RECORDS PROVIDED –

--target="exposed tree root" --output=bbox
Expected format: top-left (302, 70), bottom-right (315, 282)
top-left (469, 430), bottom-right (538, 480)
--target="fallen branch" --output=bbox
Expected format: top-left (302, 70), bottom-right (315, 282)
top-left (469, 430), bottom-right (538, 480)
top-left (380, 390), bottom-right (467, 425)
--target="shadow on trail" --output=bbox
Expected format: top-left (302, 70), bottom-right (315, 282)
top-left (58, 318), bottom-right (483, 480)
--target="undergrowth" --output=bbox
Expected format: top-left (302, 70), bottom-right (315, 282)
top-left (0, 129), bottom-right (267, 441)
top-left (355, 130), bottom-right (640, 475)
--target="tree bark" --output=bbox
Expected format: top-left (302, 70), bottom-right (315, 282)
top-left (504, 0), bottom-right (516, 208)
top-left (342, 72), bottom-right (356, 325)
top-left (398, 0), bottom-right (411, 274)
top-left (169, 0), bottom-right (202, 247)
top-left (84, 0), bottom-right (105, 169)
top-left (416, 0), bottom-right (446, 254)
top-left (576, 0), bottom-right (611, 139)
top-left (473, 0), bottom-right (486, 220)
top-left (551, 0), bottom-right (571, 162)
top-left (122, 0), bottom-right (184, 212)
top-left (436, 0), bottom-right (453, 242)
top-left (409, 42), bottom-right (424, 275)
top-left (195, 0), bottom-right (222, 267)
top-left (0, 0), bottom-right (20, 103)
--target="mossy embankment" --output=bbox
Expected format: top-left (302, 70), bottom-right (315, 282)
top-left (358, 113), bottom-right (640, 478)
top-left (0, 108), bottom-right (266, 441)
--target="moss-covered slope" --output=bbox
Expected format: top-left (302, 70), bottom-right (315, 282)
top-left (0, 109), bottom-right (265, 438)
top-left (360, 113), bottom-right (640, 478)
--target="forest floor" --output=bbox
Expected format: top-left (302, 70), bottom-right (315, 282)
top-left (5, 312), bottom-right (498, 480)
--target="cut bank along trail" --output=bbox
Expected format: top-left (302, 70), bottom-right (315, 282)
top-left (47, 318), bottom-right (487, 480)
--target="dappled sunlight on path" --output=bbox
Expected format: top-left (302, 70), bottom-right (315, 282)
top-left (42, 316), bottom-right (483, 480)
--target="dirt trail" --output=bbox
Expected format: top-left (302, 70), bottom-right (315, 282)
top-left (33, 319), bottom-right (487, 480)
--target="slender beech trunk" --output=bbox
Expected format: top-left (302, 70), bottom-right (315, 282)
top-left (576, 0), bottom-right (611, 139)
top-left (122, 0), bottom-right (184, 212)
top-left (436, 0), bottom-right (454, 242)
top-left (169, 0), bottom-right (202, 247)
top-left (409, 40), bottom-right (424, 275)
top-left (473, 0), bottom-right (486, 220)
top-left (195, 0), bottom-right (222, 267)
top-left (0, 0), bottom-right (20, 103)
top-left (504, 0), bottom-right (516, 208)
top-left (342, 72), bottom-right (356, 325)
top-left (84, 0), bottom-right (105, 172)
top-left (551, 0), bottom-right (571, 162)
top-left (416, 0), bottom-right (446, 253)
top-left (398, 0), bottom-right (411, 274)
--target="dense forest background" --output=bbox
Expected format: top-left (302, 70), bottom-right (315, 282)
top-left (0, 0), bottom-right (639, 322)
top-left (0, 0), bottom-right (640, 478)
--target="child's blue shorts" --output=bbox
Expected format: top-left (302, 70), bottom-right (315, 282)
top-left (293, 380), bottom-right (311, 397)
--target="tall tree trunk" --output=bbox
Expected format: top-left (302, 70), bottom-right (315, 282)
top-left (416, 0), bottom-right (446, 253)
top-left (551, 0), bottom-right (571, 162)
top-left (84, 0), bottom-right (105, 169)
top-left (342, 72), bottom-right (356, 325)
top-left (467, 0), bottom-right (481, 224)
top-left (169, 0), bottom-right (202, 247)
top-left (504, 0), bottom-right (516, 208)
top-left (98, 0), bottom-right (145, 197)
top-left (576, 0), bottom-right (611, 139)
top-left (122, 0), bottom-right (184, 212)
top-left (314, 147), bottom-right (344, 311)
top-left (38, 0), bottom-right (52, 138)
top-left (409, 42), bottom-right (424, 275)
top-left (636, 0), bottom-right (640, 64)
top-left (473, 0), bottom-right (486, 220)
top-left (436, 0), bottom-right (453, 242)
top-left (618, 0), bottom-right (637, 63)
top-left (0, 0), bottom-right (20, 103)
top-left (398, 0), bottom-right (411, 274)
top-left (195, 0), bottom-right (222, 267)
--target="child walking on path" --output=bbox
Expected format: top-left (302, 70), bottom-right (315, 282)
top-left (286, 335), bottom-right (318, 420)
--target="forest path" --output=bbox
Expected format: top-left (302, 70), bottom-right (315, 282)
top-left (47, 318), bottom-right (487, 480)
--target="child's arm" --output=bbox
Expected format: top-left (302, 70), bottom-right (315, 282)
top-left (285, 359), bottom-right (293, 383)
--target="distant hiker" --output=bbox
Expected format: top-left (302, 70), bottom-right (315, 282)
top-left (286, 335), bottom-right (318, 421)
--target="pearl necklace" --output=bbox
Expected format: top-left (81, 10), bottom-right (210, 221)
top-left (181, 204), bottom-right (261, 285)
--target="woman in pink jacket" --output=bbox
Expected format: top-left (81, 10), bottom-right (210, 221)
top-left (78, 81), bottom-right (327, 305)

* * *

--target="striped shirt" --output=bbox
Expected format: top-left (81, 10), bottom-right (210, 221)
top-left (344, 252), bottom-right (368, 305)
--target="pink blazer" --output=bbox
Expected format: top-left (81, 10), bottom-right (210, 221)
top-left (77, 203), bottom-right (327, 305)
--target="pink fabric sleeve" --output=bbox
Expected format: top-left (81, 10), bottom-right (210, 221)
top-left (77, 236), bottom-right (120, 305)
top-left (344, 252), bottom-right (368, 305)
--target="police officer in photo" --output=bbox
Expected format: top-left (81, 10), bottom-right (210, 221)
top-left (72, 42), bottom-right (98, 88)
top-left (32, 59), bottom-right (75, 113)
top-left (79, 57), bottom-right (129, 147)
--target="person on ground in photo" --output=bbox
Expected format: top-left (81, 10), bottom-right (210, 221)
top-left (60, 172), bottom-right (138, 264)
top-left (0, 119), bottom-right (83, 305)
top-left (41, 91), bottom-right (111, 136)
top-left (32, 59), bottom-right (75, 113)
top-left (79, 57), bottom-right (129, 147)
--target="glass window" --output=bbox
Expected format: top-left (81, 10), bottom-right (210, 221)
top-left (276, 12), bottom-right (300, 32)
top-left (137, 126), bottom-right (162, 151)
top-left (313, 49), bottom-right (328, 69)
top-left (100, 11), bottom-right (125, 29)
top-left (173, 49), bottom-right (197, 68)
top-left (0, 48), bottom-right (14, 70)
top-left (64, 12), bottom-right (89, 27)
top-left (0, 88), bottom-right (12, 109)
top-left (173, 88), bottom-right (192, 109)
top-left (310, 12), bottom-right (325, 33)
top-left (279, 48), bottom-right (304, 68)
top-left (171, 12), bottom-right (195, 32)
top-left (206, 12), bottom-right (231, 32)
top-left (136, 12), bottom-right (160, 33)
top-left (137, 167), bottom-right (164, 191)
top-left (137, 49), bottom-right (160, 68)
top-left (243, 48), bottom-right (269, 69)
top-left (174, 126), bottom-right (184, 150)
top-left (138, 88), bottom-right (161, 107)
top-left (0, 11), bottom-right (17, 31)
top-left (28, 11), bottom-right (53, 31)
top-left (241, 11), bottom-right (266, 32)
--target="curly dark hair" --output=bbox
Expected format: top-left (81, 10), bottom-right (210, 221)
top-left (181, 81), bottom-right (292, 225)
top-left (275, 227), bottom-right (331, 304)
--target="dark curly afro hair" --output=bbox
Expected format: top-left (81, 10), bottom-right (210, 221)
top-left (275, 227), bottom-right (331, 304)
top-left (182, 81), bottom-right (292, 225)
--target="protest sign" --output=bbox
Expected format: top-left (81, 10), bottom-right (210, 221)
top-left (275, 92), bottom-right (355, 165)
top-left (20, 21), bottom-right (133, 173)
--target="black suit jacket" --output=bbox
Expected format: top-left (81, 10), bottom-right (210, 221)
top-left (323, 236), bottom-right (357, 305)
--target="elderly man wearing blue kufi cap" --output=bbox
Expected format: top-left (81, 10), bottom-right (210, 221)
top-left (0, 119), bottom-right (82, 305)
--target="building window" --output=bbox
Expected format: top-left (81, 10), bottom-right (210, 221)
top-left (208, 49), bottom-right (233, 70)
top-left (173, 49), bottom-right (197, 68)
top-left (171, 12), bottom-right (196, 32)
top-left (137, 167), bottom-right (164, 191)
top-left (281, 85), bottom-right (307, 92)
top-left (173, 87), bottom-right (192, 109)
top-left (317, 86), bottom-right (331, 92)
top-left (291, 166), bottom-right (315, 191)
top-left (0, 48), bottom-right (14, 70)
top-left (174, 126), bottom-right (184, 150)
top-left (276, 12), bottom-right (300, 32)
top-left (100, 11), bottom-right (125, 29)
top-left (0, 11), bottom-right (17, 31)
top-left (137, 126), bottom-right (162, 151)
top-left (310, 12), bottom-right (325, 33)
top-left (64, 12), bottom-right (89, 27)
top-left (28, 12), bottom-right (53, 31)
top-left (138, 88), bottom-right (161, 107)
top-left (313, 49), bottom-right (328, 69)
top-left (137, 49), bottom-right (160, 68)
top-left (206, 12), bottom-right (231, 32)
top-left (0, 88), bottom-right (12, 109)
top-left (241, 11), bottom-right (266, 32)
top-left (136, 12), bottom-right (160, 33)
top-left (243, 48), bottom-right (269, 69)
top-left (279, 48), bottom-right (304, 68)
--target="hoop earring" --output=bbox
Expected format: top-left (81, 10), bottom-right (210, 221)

--

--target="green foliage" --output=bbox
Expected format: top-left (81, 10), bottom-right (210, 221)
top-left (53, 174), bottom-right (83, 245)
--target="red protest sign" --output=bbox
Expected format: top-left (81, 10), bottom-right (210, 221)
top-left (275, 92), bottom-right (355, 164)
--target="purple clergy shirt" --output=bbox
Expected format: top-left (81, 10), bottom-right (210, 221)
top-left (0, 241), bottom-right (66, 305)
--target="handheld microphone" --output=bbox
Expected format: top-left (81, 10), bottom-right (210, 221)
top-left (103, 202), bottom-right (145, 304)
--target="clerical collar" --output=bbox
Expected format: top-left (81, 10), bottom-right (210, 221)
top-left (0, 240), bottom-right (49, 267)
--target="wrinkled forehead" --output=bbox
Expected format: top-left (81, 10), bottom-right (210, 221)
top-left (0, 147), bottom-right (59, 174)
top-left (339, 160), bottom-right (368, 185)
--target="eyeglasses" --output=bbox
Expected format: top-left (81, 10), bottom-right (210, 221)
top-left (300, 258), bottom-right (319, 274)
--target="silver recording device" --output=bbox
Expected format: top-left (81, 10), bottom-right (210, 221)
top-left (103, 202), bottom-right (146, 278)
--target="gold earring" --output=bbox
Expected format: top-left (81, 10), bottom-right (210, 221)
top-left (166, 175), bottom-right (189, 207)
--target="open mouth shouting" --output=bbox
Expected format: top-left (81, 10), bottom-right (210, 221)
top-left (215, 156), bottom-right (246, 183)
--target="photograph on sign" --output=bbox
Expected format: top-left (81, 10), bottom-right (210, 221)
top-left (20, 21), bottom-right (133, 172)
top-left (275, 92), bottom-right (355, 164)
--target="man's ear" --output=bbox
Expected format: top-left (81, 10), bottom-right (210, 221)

WHAT IS ASKED – Which lines above contain the word "pink", with case counting? Locate every one and copy it in full.

WRITTEN ANSWER –
--target="woman in pink jacket" --output=bbox
--target="pink blazer" --output=bbox
--target="pink fabric sleeve" --output=bbox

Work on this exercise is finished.